● **What is expected**
Reproduce the listing below in its entirety. Change nothing.

● **Data provided**
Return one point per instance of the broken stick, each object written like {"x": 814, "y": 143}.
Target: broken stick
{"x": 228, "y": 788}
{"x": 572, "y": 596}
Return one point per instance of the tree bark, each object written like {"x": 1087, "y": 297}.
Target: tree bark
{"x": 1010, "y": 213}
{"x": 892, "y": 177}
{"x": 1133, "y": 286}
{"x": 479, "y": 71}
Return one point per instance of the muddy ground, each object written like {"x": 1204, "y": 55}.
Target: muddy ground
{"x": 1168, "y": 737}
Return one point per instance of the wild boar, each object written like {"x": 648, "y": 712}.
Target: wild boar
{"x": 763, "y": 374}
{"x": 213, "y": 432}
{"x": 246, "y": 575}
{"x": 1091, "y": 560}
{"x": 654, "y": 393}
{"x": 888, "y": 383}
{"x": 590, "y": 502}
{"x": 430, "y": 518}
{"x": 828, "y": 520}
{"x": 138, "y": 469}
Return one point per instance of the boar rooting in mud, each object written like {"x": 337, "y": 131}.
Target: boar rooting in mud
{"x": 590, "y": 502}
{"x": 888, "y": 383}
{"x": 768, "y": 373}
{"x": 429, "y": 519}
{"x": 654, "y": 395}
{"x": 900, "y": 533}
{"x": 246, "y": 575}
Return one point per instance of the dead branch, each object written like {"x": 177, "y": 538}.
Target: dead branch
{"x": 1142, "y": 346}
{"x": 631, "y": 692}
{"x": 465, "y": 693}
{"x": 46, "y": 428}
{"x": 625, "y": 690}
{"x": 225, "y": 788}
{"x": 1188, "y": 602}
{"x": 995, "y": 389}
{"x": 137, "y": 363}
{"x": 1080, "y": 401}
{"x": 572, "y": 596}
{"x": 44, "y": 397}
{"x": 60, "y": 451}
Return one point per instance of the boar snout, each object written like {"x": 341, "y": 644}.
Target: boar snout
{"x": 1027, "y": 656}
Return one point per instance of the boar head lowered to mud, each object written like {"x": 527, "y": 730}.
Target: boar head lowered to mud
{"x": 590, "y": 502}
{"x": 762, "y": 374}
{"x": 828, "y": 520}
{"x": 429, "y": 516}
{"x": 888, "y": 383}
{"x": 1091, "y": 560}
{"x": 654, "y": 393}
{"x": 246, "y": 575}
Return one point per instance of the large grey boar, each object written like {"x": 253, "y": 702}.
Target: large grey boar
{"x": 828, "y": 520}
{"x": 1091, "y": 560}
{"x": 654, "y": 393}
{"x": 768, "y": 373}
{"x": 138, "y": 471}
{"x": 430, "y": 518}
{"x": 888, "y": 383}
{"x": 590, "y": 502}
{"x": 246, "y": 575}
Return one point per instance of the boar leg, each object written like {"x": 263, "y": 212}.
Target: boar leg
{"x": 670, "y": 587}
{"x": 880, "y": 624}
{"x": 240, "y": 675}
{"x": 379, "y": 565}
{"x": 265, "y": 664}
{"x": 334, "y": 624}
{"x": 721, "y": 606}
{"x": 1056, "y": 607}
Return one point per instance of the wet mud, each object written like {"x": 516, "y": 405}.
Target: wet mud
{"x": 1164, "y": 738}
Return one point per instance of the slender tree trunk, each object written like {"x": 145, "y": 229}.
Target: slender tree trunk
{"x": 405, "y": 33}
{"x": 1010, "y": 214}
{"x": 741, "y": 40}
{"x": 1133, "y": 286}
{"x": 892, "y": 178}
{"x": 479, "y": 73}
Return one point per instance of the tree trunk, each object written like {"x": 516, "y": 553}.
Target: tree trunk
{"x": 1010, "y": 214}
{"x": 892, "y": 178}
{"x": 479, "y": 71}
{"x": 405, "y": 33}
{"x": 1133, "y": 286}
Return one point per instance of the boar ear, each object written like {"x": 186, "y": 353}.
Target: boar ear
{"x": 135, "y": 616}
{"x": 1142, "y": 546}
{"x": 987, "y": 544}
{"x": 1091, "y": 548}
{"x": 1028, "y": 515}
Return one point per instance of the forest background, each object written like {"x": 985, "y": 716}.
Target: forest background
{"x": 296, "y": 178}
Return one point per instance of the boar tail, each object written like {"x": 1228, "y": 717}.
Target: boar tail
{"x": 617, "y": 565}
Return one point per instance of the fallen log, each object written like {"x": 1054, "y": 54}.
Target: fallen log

● **Solution to this exercise**
Return one point per instance of the broken stick, each object written like {"x": 814, "y": 143}.
Target: broken stick
{"x": 228, "y": 788}
{"x": 572, "y": 596}
Return one point per instance of the tree bark, each object written like {"x": 1087, "y": 297}.
Target: tree bark
{"x": 1010, "y": 213}
{"x": 892, "y": 177}
{"x": 1133, "y": 286}
{"x": 479, "y": 71}
Return one point per instance of the muddy ground, each object written like {"x": 1204, "y": 55}.
Target: muddy ground
{"x": 1168, "y": 737}
Return one point per instance of the wild boar, each object written like {"x": 648, "y": 712}.
Target: wild boar
{"x": 763, "y": 374}
{"x": 213, "y": 432}
{"x": 246, "y": 575}
{"x": 1091, "y": 560}
{"x": 654, "y": 393}
{"x": 888, "y": 383}
{"x": 590, "y": 502}
{"x": 430, "y": 518}
{"x": 828, "y": 520}
{"x": 138, "y": 469}
Return one point per instance of the boar rooting in mud, each object written like {"x": 337, "y": 131}.
Target: boar rooting in mud
{"x": 590, "y": 502}
{"x": 888, "y": 383}
{"x": 768, "y": 373}
{"x": 429, "y": 519}
{"x": 654, "y": 395}
{"x": 900, "y": 533}
{"x": 246, "y": 575}
Return one point per instance of the dead branch, each object written like {"x": 177, "y": 538}.
Target: dead branch
{"x": 1142, "y": 346}
{"x": 631, "y": 692}
{"x": 465, "y": 693}
{"x": 46, "y": 428}
{"x": 625, "y": 690}
{"x": 225, "y": 788}
{"x": 1188, "y": 602}
{"x": 995, "y": 389}
{"x": 137, "y": 363}
{"x": 1080, "y": 401}
{"x": 572, "y": 596}
{"x": 44, "y": 397}
{"x": 60, "y": 451}
Return one point per instance of the boar snout, each object written like {"x": 341, "y": 644}.
Target: boar snout
{"x": 1027, "y": 656}
Return one point per instance of the boar head lowered to mud, each object written like {"x": 527, "y": 730}.
Target: boar head lowered to mud
{"x": 590, "y": 502}
{"x": 762, "y": 374}
{"x": 828, "y": 520}
{"x": 429, "y": 516}
{"x": 888, "y": 383}
{"x": 1091, "y": 560}
{"x": 654, "y": 393}
{"x": 246, "y": 575}
Return one point per instance of the large grey boar, each object written like {"x": 253, "y": 702}.
Target: large grey boar
{"x": 828, "y": 520}
{"x": 1091, "y": 560}
{"x": 654, "y": 393}
{"x": 768, "y": 373}
{"x": 138, "y": 471}
{"x": 430, "y": 518}
{"x": 888, "y": 383}
{"x": 590, "y": 502}
{"x": 246, "y": 575}
Return one point per instance of the boar leg, each object written like {"x": 263, "y": 212}.
Target: boar leg
{"x": 670, "y": 587}
{"x": 880, "y": 624}
{"x": 240, "y": 675}
{"x": 379, "y": 565}
{"x": 265, "y": 664}
{"x": 334, "y": 624}
{"x": 721, "y": 606}
{"x": 1056, "y": 607}
Return one point per instance of the wet mud, each object written like {"x": 516, "y": 405}.
Target: wet mud
{"x": 1164, "y": 738}
Return one point per instance of the slender tree trunk, each object written like {"x": 145, "y": 229}.
Target: slender tree trunk
{"x": 405, "y": 33}
{"x": 1010, "y": 214}
{"x": 741, "y": 40}
{"x": 1133, "y": 286}
{"x": 892, "y": 178}
{"x": 479, "y": 73}
Return one point per instance of the tree trunk, each object written like {"x": 516, "y": 553}.
Target: tree trunk
{"x": 1010, "y": 214}
{"x": 892, "y": 178}
{"x": 479, "y": 71}
{"x": 405, "y": 33}
{"x": 1133, "y": 286}
Return one point per instance of the boar ear, each object written like {"x": 186, "y": 353}.
Target: boar ear
{"x": 135, "y": 616}
{"x": 1142, "y": 546}
{"x": 987, "y": 544}
{"x": 1091, "y": 548}
{"x": 1028, "y": 515}
Return one point per instance of the forest background, each object written like {"x": 985, "y": 716}.
Target: forest background
{"x": 296, "y": 178}
Return one point per instance of the boar tail, each object written like {"x": 1228, "y": 717}.
Target: boar tail
{"x": 617, "y": 565}
Return one point per instance of the fallen log, each object written like {"x": 1054, "y": 54}.
Target: fallen log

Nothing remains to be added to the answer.